[BEGIN SUPPLIED PASSAGE]

The New Mexico native grew up in Los Chaves, a small town near Belen, and moved to Barstow in 1963 to follow the promise of a job with the Santa Fe Railroad. Although he raised his children in Barstow, Chavez said that he goes back to New Mexico each year to follow his passion for chile.
"It's the best chile you can eat," Chavez said of the spicy New Mexico style fare.
Every year, Chavez carts 1,400 35-pound sacks of chile peppers from New Mexico to Barstow. Between August and October, he uses his free Amtrak pass to make the trek to New Mexico and rents a truck that he loads with New-Mexico grown chile peppers, beans and spices to cart back to Barstow, Chavez said.
Many of those peppers were cooked and consumed Saturday at the 4th Annual New Mexico Chile Cook-Off and Belen Fiesta at Dana Park.
Chavez himself said he has never entered the Barstow chile contest, citing a potential conflict of interest since he is supplying many of the ingredients. At home, it's a different story.
"There's not one day that I don't eat good chile," Chavez said.

[END SUPPLIED PASSAGE]
[BEGIN STORED DATA]

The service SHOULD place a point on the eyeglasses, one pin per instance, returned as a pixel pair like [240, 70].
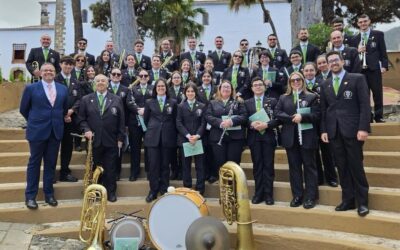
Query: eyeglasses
[295, 80]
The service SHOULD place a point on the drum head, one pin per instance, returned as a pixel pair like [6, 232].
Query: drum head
[169, 219]
[128, 228]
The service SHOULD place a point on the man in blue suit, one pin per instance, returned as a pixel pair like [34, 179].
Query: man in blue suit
[44, 106]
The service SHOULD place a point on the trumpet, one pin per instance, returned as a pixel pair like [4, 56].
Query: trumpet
[35, 66]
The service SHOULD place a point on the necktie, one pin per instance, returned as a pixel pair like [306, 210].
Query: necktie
[304, 50]
[258, 104]
[52, 94]
[161, 103]
[45, 54]
[336, 84]
[101, 104]
[234, 78]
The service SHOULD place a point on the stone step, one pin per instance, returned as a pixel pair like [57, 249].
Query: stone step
[377, 177]
[377, 223]
[374, 143]
[383, 199]
[265, 236]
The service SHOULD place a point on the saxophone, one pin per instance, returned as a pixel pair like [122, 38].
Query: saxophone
[93, 215]
[235, 203]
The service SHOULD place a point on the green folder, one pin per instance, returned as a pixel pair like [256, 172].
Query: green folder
[225, 117]
[126, 243]
[305, 126]
[192, 149]
[260, 115]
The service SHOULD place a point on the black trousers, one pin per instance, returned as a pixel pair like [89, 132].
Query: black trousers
[159, 160]
[299, 158]
[262, 155]
[187, 170]
[326, 167]
[66, 148]
[230, 150]
[107, 158]
[374, 80]
[349, 160]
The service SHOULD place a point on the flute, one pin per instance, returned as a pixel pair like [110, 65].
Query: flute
[299, 124]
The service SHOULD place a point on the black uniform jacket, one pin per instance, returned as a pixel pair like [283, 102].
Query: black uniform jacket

[END STORED DATA]

EXERCISES -
1. In the passage about Chavez and New Mexico chile, how many sacks of chile peppers does Chavez haul to Barstow each year?
2. Using the chile passage, explain why Chavez has never entered the Barstow chile contest.
3. Repeat the chile passage word for word, starting at "Every year, Chavez" and ending at "a different story.".

RESPONSES TO THE EXERCISE -
1. He hauls 1,400 sacks of chile peppers, each weighing 35 pounds.

2. Chavez has never entered because he sees a potential conflict of interest. He supplies many of the ingredients used in the contest.

3.
Every year, Chavez carts 1,400 35-pound sacks of chile peppers from New Mexico to Barstow. Between August and October, he uses his free Amtrak pass to make the trek to New Mexico and rents a truck that he loads with New-Mexico grown chile peppers, beans and spices to cart back to Barstow, Chavez said.
Many of those peppers were cooked and consumed Saturday at the 4th Annual New Mexico Chile Cook-Off and Belen Fiesta at Dana Park.
Chavez himself said he has never entered the Barstow chile contest, citing a potential conflict of interest since he is supplying many of the ingredients. At home, it's a different story.